= Raymond Berg =

Australian architect

Raymond Berg (25 October 1913 – 1989), born Raymond Schmerberg, was an Australian architect who received several awards, including the 1973 Gold Medal by the Australian Institute of Architects.

==Biography==
He was educated at the Brunswick Technical College and later studied a Bachelor of Architecture at the University of Melbourne. He graduated and earned a position in the office of Leighton Irwin, where he remained until 1941. In November 1942, Berg enlisted with the RAAF and was discharged with the rank of flying officer in 1946. In 1949 berg was offered a position as a senior lecturer at the University of Melbourne. During this time Berg undertook very few commissions, designing two residences, a medical clinic in Mitcham (1955) and the former Christ Church, now Anglican church, also in Mitcham (1958). Berg briefly entered into a partnership with Hub Waugh, whom he had worked with in the office of Leighton Irwin, and together they designed a house, based on a triangular plan, in Clayton. Unfortunately the majority of his projects have since been demolished including Berg's own house in Kew. In 1962 Berg entered into practice with fellow University lecturer Douglas Alexandra, known as Berg and Alexandra.

==Awards==

While studying at the University of Melbourne Raymond Berg won the Perrott Prize for Architectural Rendering (1934) and the Grice Bronze Medal for Design (1935). In later years, while partner of Berg and Alexandra, he was awarded the Australian Institute of Architects Gold Medal in 1973. In 1983 he was appointed as a Member of the Order of Australia for "service to architecture".

● **Data for review**
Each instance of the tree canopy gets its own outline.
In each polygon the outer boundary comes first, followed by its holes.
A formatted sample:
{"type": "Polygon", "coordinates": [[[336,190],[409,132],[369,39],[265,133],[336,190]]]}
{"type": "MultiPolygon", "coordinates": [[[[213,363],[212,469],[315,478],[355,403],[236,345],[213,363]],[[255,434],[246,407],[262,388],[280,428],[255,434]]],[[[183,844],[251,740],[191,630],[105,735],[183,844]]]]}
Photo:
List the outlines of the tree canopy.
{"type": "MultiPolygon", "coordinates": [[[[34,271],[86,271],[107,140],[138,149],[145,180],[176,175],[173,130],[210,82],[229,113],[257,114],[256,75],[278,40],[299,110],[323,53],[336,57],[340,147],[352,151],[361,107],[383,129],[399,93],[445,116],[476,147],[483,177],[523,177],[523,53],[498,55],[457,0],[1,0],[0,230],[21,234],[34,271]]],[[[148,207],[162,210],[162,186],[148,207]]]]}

* * *

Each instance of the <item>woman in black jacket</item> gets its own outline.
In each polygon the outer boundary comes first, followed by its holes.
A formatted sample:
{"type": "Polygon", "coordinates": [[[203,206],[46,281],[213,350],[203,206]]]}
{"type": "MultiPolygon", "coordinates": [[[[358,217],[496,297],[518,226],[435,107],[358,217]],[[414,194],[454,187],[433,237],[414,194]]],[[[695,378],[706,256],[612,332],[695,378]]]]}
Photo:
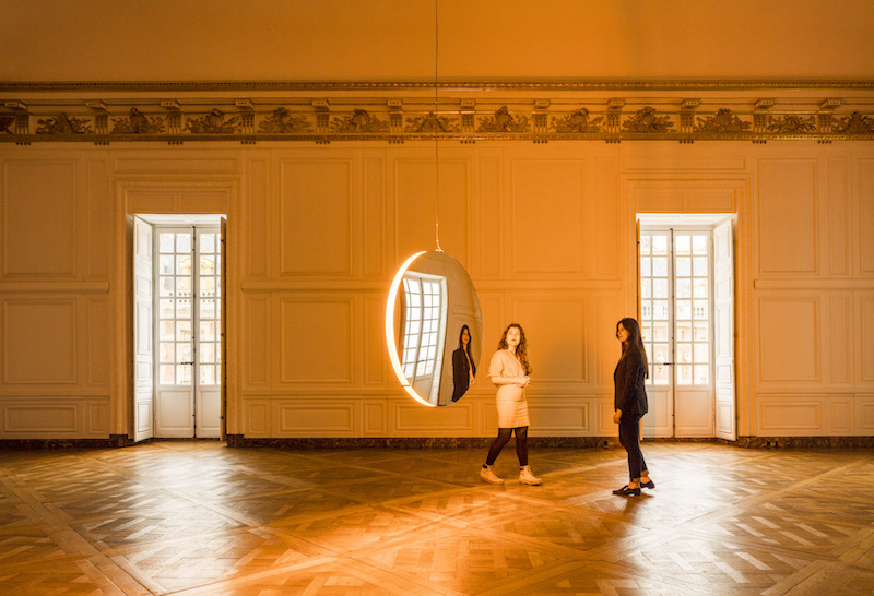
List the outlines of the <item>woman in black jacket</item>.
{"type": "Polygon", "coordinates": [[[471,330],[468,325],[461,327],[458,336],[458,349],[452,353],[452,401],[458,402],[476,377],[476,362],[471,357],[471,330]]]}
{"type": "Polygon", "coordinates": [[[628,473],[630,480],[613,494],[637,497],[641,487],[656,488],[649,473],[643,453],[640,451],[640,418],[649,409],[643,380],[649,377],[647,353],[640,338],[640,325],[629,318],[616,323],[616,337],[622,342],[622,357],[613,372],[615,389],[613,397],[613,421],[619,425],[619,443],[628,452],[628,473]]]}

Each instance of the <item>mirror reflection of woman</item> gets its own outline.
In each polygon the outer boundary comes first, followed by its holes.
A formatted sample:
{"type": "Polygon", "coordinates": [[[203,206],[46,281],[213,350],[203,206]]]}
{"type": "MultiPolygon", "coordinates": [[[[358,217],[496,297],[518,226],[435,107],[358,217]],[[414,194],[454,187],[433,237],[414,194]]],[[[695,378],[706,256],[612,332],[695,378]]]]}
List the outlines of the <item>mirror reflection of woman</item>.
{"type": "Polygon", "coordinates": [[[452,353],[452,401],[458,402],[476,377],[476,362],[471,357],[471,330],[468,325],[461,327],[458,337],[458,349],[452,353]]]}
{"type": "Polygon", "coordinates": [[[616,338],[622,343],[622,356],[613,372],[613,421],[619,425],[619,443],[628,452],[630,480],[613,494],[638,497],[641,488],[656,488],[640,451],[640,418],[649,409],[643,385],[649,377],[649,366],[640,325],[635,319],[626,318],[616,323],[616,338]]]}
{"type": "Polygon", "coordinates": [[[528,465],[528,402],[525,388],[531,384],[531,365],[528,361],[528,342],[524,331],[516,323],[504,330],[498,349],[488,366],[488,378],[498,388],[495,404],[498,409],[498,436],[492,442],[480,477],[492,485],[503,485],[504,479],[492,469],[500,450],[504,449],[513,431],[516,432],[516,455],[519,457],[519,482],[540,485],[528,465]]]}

==

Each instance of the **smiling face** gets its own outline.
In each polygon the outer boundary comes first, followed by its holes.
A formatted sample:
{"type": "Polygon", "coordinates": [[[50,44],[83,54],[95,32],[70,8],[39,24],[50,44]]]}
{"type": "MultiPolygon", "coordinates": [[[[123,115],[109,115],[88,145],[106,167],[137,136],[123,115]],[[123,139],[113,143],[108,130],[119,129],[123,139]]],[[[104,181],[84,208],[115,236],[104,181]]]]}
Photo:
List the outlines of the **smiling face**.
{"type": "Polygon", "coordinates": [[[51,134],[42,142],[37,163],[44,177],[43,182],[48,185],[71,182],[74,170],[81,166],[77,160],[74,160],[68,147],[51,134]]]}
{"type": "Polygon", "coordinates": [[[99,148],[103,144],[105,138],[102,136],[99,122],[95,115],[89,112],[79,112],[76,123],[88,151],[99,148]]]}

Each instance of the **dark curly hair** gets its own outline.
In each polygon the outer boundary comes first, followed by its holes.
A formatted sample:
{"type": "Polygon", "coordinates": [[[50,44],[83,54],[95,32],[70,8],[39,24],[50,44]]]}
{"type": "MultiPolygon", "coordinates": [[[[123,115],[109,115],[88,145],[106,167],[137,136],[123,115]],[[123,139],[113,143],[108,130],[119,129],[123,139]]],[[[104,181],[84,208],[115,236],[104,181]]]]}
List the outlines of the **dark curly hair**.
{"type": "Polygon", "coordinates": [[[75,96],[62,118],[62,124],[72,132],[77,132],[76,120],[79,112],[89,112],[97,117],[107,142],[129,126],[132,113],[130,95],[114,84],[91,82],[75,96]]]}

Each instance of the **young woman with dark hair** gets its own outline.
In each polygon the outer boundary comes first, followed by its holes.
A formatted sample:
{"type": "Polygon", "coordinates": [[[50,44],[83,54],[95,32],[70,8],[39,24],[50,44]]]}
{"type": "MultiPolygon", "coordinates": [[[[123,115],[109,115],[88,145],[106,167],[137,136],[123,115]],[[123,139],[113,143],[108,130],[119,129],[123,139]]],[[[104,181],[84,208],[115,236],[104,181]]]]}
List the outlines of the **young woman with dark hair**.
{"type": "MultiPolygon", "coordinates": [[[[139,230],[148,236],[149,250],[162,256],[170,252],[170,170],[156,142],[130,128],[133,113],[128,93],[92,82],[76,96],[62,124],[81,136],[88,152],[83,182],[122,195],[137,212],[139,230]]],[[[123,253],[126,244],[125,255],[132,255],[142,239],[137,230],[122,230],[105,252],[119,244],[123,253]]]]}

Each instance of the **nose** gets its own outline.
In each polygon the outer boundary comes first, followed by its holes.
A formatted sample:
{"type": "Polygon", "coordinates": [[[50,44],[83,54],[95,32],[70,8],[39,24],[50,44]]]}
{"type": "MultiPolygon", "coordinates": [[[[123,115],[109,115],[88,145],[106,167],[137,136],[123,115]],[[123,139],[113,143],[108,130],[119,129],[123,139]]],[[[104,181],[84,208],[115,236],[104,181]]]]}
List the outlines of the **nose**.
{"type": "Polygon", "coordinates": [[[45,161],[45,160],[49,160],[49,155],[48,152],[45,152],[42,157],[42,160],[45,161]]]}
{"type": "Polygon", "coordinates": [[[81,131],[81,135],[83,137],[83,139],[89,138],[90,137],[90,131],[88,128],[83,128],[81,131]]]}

● **What this task involves**
Return, without any changes, the passage of the Raymond Berg text starting with "Raymond Berg (25" and going on through "Institute of Architects.".

● **Written solution**
Raymond Berg (25 October 1913 – 1989), born Raymond Schmerberg, was an Australian architect who received several awards, including the 1973 Gold Medal by the Australian Institute of Architects.